WHAT TO DO: Return every one of the records below word for word, keeping each on its own line.

PROVIDED ENTRIES:
--- Start ---

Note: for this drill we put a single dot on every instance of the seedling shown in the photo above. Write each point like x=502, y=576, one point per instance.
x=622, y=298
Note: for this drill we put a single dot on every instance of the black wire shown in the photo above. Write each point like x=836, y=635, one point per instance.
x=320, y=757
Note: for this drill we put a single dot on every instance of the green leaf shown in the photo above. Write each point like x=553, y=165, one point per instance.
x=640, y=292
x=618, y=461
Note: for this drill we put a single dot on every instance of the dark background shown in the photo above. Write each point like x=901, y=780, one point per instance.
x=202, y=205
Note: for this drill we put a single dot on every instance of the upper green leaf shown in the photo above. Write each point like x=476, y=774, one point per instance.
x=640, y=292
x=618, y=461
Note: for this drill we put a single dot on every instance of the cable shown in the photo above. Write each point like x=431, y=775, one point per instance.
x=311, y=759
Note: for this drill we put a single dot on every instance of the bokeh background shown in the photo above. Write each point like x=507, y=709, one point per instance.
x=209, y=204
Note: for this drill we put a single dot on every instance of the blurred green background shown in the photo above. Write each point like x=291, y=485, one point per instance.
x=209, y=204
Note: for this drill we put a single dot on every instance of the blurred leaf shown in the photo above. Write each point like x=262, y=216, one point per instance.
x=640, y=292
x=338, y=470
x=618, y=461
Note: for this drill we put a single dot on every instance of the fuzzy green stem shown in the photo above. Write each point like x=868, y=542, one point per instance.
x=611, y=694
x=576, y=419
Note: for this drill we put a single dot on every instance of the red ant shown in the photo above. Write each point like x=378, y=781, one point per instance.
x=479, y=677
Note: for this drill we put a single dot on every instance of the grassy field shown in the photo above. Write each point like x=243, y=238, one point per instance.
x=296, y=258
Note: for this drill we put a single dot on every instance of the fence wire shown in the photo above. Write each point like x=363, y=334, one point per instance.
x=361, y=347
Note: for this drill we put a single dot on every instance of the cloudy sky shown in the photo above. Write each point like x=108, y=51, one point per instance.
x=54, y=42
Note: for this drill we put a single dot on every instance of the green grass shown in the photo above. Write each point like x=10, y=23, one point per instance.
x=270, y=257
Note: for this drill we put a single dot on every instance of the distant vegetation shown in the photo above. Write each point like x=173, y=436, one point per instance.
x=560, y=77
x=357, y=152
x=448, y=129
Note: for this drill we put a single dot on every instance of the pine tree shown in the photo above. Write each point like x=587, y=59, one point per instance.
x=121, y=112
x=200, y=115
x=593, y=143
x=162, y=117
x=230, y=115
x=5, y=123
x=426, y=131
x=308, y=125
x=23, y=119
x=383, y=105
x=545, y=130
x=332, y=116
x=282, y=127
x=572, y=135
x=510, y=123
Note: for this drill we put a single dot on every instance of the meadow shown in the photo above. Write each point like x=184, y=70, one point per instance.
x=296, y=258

--- End ---

THE COMPLETED TASK:
Note: for this drill we put a single dot on every instance of the seedling shown in the photo above. Write each point like x=502, y=576, one point per instance.
x=622, y=298
Note: for this drill we put a single dot on every instance of the black wire shown in the photo above. Write each point like x=836, y=635, one point per instance.
x=320, y=757
Note: for this drill we put a single dot on every instance of the green leaf shown in the photo above. Write each point like x=553, y=165, one point per instance.
x=640, y=292
x=618, y=461
Note: for this drill we put a single dot on every instance of the dark background shown in the photo above. Write each point like x=901, y=780, one point per instance.
x=202, y=205
Note: for this drill we put a single dot on every instance of the upper green leaf shown in the photo above. Write each point like x=476, y=774, one point per instance.
x=640, y=292
x=618, y=461
Note: for this drill we put a single dot on every instance of the cable shown in the photo above. Write each point like x=431, y=775, one point per instance.
x=311, y=759
Note: for this drill we put a single dot on every instance of the bokeh background shown in the photo above. Write each point like x=507, y=709, one point per instance.
x=209, y=204
Note: for this drill we put a single dot on every instance of the blurred green background shown in the photo above. Write each point like x=291, y=485, one point per instance.
x=209, y=204
Note: for this drill we put a single dot on every instance of the blurred leaf shown in the photo above. Write each point like x=262, y=216, one point per instance.
x=640, y=292
x=338, y=470
x=618, y=461
Note: for this drill we put a single dot on every instance of the fuzzy green stem shown in the photo above. Write each point like x=868, y=542, one point per instance.
x=611, y=694
x=576, y=419
Note: for this drill we put a single dot on every instance of the red ant shown in the photo above. Write each point like x=378, y=781, one point per instance.
x=479, y=677
Note: for this drill we put a single dot on every instance of the grassy field shown in the photo above. Write each point like x=243, y=238, one point per instance.
x=296, y=258
Note: for this drill we put a single dot on every instance of the fence wire shown in the photo above. Write each point like x=363, y=334, one point per instance.
x=361, y=347
Note: for this drill we put a single dot on every instance of the cloudy sky shown in the photo above. Write each point like x=108, y=51, one point per instance.
x=54, y=42
Note: for this drill we put a single dot on every instance of the green grass shown in the photo above. Write each point like x=10, y=23, one point per instance.
x=270, y=257
Note: for this drill we put a single dot on every instance of the distant vegetation shown in the photo above. Write each point like x=173, y=436, one point per instance.
x=560, y=77
x=357, y=152
x=448, y=129
Note: for this drill we put a single dot on every instance of the pine tree shown in the photo above. Write each point like x=587, y=59, one point per instance.
x=121, y=112
x=200, y=115
x=593, y=143
x=162, y=117
x=230, y=115
x=5, y=123
x=426, y=131
x=308, y=125
x=23, y=119
x=383, y=105
x=545, y=130
x=332, y=116
x=282, y=127
x=572, y=135
x=510, y=123
Note: for this drill we put a single dot on every instance of the meadow shown in the photo above. Write each point like x=184, y=70, one point per instance.
x=296, y=258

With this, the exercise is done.